● ФРАГМЕНТ ТЕКСТА
● ● ● ●

Нельзя преуменьшать его вины
Тем, что я тоже грешен. Лучше скажем:
Коль я, его судья, так прегрешу,
Пусть приговор мой также будет смерть
Без снисхожденья. Должен умереть он.
Совершенно страшные по своему максимализму слова!
Дальше следует ряд очень невеселых "комических" диалогов во время судебного разбирательства. Анджело мало участвует в них, больше слушает и в середине сцены уходит, предоставляя дальнейшее Эскалу.
2-я сцена II акта - одна из центральных в пьесе. Анджело принимает Изабеллу и Люцио, начинается великолепный диалог. Вначале Изабелла обменивается краткими репликами с Анджело; Изабелла сдержанна, Анджело еще более, он роняет скупые, "каменные" фразы. Доводы Изабеллы разбиваются о доводы Анджело, она совсем уже хочет сдаться, но подстрекаемая Люцио, усиливает мольбы и вносит в них, кроме логики и великолепной риторичности, немало пыла и темперамента (заметим в скобках, что хорошая актриса, владеющая искусством сценической речи, может выстроить на материале этой сцены великолепную голосовую партитуру). Речи Изабеллы, видимо, чем-то действуют на Анджело, он начинает отвечать ей более длинными репликами: в одной 6 строк, в другой - девять с половиной. После этого следует фактически один развернутый монолог Изабеллы, изредка прерываемый краткими репликами Люцио, подбодряющего ее. В ответ на это Анджело говорит в сторону:
Ее слова
Значительны и будят мысль. (Громко.) Прощайте.

● ● ● ●

● ЗАДАНИЯ
1: Назовите всех персонажей пьесы, которые упомянуты во фрагменте по имени.
2: Выведите часть фрагмента, начиная со слов «Нельзя преуменьшать его» и дальше вплоть до слов «своему максимализму слова!».

● СПИСОК СТРОК
● ● ● ●

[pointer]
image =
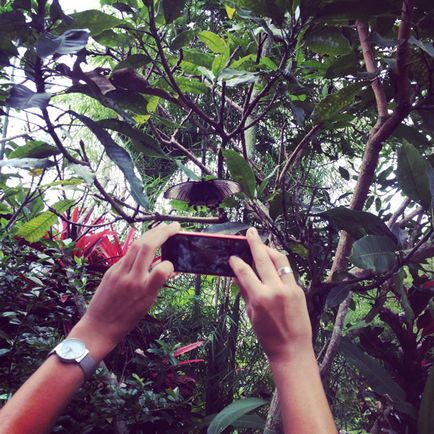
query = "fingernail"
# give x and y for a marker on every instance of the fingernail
(252, 231)
(233, 259)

● ● ● ●

● ОТВЕТЫ ПО ЗАДАНИЯМ
1: Анджело, Изабелла, Люцио, Эскал

2:
Нельзя преуменьшать его вины
Тем, что я тоже грешен. Лучше скажем:
Коль я, его судья, так прегрешу,
Пусть приговор мой также будет смерть
Без снисхожденья. Должен умереть он.
Совершенно страшные по своему максимализму слова!